Your task: An exact reprint of the whole listing is what the answer must contain.

Raw data:
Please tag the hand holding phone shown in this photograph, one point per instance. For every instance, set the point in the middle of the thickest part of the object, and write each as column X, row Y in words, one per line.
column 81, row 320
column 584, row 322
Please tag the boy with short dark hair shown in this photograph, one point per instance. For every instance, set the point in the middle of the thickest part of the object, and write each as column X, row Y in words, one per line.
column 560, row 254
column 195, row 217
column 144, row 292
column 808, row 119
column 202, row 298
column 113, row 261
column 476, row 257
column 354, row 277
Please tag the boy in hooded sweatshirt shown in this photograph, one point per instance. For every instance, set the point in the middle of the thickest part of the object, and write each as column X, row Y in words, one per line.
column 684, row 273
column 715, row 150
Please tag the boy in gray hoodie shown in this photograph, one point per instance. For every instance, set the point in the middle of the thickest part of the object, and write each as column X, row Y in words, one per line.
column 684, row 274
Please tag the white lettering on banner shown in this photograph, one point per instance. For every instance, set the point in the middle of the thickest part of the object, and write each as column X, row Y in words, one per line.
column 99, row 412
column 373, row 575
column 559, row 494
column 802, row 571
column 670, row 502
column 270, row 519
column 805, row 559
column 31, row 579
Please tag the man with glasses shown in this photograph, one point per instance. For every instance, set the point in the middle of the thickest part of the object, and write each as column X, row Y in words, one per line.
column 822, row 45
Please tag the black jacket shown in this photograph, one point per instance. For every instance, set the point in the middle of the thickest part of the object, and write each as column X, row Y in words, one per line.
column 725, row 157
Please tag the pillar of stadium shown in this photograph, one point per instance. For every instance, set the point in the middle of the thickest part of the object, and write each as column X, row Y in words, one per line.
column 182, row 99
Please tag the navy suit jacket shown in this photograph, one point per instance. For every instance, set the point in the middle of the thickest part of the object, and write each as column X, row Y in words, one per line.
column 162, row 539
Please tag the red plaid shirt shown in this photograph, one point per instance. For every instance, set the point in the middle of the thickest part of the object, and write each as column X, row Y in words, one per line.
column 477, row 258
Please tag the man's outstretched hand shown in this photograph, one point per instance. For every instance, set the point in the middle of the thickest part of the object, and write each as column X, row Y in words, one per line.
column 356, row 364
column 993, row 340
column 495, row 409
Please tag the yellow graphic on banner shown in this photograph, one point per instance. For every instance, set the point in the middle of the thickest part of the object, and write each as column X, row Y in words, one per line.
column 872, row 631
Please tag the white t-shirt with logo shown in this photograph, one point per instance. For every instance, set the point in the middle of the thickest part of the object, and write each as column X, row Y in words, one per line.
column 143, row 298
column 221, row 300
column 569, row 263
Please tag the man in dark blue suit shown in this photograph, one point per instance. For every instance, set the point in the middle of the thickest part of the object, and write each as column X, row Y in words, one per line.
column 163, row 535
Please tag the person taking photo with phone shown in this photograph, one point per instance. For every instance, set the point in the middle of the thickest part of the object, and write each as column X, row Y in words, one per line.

Exercise solution:
Please tag the hand holding phone shown in this photograph, one point per instance. For every instance, set the point in the middle of the thickest part of the object, and write each as column X, row Y in words, one per line.
column 81, row 320
column 584, row 322
Please tag the boy with short dark hair shown in this photograph, one point per instance. For every instance, set the point in the middle of the thickest part of the object, and write each as column X, row Y in words, one per line.
column 560, row 254
column 195, row 217
column 144, row 292
column 808, row 119
column 202, row 298
column 113, row 261
column 476, row 257
column 354, row 277
Please tag the boy in hooded sweatshirt shown in this photograph, one point per instance. For every instance, set the point in the middle of the thickest part of the object, and write each as column X, row Y in words, one per line.
column 684, row 273
column 715, row 150
Please tag the boy in gray hoodie shown in this photograph, one point per instance. For every instance, set the point in the middle of the thickest part of the object, and write each as column X, row Y in words, one per line.
column 684, row 274
Please tag the white lettering on banner shown in this photograph, one point per instance. For every instance, set the point in the middle of the thickest part of the object, and write each as column X, row Y in words, one per line.
column 99, row 412
column 373, row 575
column 559, row 494
column 802, row 571
column 670, row 502
column 270, row 519
column 805, row 559
column 31, row 579
Please tag the man with glasses shown in this photograph, one point per instance. For every instance, set the point in the middle of the thickest part of the object, and write each as column X, row Y in words, one per line.
column 822, row 45
Please tag the black jacket shown in this photograph, one point per instance. For every instance, set the point in the middle of the thickest part of the object, and write each as column X, row Y in words, one per line.
column 725, row 157
Please tag the pillar of stadium shown in this photograph, one point per instance. For every instance, set the point in the middle of the thickest part of the object, and write each as column X, row Y in words, one per line.
column 182, row 99
Please tag the navy suit jacket shown in this photograph, one point per instance. For every instance, set the point in the middle of the thickest part of the object, and write each as column X, row Y in words, one per line.
column 162, row 539
Please tag the red plaid shirt shown in this photograph, one point per instance. For every instance, set the point in the middle of the thickest part of the object, and write each as column X, row Y in words, one per line.
column 477, row 258
Please tag the man's outstretched hand shown in this photograph, one point per instance. For every instance, set the point in the middle of the thickest part of the object, and write each as column X, row Y in words, one per line.
column 356, row 364
column 993, row 340
column 495, row 409
Please tag the yellow graphic on banner shown in this photograph, one point per instance. For every instance, set the point in the middle of the thickest part of the object, and write each as column X, row Y in words, one per line.
column 872, row 631
Please tag the white t-shirt with logo shown in this photograph, one point per instance. For every instance, set the point in the middle of the thickest part of the object, and write each as column X, row Y in words, one per line.
column 143, row 298
column 221, row 300
column 569, row 263
Please tag the man in dark blue suit shown in this photograph, one point per instance. For every instance, set the point in the middle of the thickest part of the object, and write each as column X, row Y in words, one per line.
column 163, row 535
Please tag the person taking photo with phone shown in this photograph, one point per instance. For every instance, set the point in the middle of the thickest part of the object, and write each as column X, row Y in words, one per line.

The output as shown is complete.